[Location identification entries]
* * *

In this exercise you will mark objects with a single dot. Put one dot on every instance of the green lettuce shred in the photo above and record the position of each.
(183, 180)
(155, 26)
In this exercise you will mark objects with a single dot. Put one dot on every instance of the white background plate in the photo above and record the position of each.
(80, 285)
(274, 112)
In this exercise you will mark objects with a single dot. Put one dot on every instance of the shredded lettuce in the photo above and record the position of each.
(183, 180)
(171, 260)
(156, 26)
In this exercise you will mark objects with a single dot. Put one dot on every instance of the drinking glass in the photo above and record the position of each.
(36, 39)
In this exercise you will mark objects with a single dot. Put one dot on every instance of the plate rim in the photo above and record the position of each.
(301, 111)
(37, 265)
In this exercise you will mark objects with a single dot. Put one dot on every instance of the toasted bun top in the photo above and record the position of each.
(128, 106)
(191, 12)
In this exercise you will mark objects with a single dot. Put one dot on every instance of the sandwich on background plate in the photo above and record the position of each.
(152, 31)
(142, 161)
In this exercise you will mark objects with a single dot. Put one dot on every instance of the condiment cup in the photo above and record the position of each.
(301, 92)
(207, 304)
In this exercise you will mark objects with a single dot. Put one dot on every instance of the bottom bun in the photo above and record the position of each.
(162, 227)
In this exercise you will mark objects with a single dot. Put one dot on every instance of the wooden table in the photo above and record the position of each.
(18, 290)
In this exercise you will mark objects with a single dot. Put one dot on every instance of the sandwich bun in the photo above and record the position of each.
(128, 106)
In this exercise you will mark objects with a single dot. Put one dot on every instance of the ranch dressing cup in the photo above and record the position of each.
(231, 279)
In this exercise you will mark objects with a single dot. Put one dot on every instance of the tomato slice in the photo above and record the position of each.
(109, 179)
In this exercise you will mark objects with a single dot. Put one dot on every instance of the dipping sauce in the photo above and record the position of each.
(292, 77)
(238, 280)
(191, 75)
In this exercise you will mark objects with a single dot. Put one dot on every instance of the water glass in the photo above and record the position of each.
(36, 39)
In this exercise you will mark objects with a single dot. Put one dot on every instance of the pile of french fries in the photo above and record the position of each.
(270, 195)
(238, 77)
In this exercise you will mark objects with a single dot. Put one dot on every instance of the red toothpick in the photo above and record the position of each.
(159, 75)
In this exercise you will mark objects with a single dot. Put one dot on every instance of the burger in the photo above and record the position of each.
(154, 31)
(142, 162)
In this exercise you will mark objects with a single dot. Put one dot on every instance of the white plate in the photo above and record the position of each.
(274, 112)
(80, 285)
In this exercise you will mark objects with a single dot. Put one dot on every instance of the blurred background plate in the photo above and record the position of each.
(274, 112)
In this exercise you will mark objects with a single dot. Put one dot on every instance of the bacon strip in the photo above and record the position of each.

* * *

PROBLEM DETAILS: Set down only these lines, exactly: the line containing "of the tomato" and each line after it, through the end of the listing.

THE ANSWER:
In this exercise you will mark objects with a single dot. Put one dot on every instance of the tomato slice in the photo above and record the position of each.
(109, 179)
In this exercise you will mark objects with a single dot. Put one dot on every instance of the dipping sauce in the photo above and record the position of each.
(292, 77)
(238, 280)
(191, 75)
In this exercise you will mark objects with a single dot. Put one dot on every instance of the water glass in the photo above and record the position of each.
(36, 39)
In this exercise you will mark objects with a single dot. Put one dot on every instance of the pile of french fries in the photo above and record the position of each.
(270, 195)
(238, 77)
In this exercise you will mark objects with a single dot. Put one dot on every instance of the red toothpick in the photo above and record the position of each.
(159, 75)
In this exercise you will mark objects with a single dot. Put one dot on every instance of the burger in the photo above and record the position of each.
(154, 31)
(142, 162)
In this exercise you will mark objects with a single dot. Put one dot on every instance of the white plate in the photo above and record the position of each.
(274, 112)
(80, 285)
In this exercise you will mark objects with a single dot. Put one dot on every instance of the blurred background plate in the photo above and record the position of each.
(274, 112)
In this exercise you will mark objects with a single dot. Put one dot on every instance of the bacon strip in the photo above and record the position of each.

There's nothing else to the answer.